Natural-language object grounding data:
Segment Open
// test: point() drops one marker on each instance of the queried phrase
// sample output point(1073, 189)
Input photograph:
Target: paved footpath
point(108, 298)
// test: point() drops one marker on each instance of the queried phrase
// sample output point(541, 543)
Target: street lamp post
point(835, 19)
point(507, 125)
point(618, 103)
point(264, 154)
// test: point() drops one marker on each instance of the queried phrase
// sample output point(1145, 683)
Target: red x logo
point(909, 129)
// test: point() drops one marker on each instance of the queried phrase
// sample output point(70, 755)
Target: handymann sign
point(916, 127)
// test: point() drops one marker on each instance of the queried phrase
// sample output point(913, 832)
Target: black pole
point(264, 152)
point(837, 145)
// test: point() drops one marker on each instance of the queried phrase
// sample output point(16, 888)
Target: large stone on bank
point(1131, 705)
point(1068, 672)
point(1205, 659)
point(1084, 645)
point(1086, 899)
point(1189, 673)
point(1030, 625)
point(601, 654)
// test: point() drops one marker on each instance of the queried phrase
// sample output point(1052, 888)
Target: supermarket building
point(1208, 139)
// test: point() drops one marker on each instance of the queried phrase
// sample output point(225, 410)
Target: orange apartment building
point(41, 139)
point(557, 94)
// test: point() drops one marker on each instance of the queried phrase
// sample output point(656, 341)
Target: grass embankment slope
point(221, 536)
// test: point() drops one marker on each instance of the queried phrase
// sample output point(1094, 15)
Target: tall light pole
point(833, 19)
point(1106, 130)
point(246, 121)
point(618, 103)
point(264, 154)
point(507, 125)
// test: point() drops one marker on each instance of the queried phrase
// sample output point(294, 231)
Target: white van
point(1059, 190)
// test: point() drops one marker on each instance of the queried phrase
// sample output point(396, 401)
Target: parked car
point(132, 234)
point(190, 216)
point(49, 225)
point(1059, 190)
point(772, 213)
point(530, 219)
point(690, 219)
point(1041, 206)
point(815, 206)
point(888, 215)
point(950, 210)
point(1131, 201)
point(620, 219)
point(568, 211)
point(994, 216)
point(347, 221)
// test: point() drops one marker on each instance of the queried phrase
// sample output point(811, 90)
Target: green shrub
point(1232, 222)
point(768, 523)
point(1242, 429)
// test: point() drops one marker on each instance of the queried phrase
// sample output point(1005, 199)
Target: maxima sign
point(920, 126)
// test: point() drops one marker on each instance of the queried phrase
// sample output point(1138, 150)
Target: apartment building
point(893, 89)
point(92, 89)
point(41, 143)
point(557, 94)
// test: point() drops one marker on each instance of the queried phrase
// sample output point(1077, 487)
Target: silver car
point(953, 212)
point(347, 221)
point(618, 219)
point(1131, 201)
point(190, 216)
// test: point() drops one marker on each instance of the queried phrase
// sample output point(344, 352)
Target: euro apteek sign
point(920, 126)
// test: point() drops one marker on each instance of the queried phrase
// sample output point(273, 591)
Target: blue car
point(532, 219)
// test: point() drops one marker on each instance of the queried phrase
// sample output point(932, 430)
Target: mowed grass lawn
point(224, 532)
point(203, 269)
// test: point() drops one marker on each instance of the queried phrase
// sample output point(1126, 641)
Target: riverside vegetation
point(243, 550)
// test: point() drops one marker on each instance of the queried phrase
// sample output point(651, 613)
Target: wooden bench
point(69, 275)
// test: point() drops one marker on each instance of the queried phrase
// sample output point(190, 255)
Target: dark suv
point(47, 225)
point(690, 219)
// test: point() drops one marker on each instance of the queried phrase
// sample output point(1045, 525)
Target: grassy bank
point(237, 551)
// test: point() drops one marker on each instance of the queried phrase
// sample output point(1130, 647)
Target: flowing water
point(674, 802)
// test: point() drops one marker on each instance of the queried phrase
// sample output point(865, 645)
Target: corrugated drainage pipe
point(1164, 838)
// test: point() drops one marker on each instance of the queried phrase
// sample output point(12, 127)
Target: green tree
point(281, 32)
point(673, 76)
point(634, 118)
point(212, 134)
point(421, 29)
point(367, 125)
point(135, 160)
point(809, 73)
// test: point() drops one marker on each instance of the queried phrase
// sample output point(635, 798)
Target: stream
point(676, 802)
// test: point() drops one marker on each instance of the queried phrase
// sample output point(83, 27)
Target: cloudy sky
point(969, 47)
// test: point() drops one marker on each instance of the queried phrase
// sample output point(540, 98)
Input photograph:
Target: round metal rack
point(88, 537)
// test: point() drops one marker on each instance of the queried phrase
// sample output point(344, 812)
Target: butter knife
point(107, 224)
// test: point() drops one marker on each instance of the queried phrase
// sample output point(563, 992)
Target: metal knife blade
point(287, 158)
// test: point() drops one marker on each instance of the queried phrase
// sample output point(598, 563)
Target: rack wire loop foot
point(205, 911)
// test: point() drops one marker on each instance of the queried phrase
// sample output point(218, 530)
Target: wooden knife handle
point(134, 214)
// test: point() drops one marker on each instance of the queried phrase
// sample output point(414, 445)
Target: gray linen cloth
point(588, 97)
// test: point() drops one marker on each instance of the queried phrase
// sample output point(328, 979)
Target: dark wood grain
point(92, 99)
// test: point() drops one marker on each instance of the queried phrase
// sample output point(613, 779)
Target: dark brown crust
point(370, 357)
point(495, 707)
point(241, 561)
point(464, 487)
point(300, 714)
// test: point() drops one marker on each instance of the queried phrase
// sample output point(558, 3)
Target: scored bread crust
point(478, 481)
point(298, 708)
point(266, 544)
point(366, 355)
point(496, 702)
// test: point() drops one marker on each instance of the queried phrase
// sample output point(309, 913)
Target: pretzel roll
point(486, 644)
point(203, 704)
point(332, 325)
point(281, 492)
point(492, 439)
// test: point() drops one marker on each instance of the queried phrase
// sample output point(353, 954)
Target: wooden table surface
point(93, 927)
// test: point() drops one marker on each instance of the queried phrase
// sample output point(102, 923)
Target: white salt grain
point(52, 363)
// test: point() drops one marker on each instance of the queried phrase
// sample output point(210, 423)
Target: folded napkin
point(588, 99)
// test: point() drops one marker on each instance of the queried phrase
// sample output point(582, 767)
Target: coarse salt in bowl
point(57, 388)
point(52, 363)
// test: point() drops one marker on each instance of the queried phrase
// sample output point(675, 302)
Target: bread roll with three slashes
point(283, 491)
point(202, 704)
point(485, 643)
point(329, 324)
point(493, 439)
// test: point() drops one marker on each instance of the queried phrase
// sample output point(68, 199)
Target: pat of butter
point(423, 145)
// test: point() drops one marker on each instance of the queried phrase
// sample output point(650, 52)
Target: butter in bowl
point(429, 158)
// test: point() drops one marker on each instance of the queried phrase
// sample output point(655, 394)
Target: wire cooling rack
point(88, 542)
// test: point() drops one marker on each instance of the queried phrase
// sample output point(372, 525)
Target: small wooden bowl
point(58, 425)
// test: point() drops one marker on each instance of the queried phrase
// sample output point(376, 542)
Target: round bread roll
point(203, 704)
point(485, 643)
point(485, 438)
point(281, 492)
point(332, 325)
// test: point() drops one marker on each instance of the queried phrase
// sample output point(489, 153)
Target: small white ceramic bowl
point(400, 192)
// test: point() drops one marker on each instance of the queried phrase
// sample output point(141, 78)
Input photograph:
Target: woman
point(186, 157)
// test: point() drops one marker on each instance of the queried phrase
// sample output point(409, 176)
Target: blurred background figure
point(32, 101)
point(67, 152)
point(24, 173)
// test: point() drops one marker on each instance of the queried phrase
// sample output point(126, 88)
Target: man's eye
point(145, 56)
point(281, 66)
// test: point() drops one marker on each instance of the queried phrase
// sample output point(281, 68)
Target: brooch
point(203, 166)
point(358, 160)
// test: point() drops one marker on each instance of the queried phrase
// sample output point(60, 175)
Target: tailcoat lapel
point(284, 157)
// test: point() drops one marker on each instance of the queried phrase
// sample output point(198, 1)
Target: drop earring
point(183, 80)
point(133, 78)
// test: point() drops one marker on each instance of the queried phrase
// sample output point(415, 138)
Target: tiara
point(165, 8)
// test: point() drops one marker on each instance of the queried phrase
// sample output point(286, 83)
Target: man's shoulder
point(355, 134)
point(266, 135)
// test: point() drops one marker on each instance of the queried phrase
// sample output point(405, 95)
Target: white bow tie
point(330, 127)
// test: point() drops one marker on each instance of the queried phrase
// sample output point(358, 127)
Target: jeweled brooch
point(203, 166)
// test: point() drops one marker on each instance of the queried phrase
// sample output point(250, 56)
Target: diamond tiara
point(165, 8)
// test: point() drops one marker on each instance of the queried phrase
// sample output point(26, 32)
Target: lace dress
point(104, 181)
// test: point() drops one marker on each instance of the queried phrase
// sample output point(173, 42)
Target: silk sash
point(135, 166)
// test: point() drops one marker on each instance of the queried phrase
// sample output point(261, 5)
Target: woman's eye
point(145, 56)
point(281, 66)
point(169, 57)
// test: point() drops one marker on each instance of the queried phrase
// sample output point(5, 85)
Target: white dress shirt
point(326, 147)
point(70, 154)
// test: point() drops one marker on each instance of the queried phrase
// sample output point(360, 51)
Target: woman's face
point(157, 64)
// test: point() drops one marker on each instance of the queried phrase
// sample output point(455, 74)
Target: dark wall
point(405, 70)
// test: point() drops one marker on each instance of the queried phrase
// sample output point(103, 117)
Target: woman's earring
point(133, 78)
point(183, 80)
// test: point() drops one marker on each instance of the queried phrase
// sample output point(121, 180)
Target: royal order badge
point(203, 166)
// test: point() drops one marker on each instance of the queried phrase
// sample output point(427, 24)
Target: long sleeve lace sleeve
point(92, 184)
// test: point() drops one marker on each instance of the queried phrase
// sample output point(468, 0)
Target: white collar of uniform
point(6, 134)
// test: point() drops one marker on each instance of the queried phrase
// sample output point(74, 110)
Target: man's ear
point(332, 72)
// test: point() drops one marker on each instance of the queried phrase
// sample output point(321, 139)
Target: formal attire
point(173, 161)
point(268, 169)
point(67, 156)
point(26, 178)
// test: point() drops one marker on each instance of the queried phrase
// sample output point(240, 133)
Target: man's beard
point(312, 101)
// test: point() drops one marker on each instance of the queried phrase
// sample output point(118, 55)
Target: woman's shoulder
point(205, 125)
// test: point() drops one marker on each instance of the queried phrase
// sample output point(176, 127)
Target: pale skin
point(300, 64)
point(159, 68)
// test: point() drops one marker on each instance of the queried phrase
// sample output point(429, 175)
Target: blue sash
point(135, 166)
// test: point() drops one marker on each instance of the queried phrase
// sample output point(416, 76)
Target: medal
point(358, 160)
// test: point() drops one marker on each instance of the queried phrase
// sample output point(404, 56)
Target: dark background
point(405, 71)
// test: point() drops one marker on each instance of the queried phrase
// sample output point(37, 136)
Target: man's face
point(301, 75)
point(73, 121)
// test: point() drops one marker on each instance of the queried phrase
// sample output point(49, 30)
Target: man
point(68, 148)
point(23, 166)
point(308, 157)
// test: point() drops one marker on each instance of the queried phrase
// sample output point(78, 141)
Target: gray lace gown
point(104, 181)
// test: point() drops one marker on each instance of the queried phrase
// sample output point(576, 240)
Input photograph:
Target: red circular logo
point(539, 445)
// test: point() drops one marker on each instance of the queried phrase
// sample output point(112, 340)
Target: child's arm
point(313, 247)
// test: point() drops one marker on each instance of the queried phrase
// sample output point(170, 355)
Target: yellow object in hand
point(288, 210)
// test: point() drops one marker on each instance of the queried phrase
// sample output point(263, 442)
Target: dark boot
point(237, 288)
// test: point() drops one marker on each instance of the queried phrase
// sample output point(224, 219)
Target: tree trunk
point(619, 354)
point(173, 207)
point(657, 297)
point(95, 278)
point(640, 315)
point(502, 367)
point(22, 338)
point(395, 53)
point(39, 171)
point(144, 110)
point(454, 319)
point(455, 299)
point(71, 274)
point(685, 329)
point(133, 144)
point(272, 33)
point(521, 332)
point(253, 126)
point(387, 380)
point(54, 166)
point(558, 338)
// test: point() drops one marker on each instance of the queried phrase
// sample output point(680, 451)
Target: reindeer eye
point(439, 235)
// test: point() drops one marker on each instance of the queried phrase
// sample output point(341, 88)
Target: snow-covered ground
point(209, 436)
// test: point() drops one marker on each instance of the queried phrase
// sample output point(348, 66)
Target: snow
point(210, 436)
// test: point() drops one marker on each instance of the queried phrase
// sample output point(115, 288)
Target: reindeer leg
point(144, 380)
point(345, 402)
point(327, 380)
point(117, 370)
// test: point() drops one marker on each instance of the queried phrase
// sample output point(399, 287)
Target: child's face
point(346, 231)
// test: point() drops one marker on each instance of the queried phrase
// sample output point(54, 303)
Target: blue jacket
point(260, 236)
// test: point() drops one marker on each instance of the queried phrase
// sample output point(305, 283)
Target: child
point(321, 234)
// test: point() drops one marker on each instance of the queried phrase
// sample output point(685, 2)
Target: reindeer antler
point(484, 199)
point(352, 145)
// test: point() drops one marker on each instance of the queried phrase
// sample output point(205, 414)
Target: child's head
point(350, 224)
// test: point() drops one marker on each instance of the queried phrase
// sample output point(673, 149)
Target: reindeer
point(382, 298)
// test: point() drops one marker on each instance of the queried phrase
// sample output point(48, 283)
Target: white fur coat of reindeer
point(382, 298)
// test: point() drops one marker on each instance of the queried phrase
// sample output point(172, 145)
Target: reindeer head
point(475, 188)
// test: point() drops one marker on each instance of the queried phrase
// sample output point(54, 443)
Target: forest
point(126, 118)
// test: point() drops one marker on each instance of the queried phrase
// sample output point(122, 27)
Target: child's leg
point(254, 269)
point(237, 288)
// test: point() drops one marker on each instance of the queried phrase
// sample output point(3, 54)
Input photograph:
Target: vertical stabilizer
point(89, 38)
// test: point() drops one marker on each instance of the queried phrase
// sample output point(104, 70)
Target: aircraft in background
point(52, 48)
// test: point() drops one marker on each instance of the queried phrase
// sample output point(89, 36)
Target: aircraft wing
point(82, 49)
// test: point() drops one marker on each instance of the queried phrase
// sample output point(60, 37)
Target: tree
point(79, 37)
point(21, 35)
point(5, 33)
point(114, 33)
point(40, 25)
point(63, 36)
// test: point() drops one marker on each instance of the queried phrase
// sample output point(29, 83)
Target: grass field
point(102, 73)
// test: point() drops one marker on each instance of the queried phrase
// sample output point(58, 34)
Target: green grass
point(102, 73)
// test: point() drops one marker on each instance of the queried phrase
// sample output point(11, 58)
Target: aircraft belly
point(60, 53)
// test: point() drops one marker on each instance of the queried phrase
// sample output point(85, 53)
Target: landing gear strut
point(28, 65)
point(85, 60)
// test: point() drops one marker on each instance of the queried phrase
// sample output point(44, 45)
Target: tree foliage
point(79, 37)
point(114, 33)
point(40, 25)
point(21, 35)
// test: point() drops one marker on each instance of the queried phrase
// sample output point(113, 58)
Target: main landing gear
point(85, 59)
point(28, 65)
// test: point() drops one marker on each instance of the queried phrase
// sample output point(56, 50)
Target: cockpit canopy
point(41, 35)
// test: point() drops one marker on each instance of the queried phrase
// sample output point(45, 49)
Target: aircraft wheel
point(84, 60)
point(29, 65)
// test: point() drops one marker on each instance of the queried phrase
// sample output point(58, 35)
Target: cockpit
Segment Closed
- [Task prompt] Could you reproduce, exactly, every line above from the line with "output point(558, 3)" to the line with "output point(675, 302)", and no other line? Both ends count.

- [Expected answer]
// sample output point(558, 3)
Target: scored bread crust
point(478, 481)
point(298, 708)
point(266, 544)
point(366, 355)
point(496, 702)
// test: point() drops one marker on each instance of the queried phrase
// sample output point(309, 913)
Target: pretzel roll
point(486, 644)
point(203, 704)
point(332, 325)
point(281, 492)
point(492, 439)
// test: point() drops one marker on each instance of the queried phrase
// sample output point(353, 954)
Target: wooden table surface
point(93, 927)
// test: point() drops one marker on each instance of the queried phrase
// sample output point(102, 923)
Target: white salt grain
point(52, 363)
// test: point() drops one marker on each instance of the queried phrase
// sample output point(210, 423)
Target: folded napkin
point(588, 99)
// test: point() drops one marker on each instance of the queried phrase
// sample output point(582, 767)
Target: coarse salt in bowl
point(57, 388)
point(52, 363)
// test: point() drops one marker on each instance of the queried phrase
// sample output point(675, 302)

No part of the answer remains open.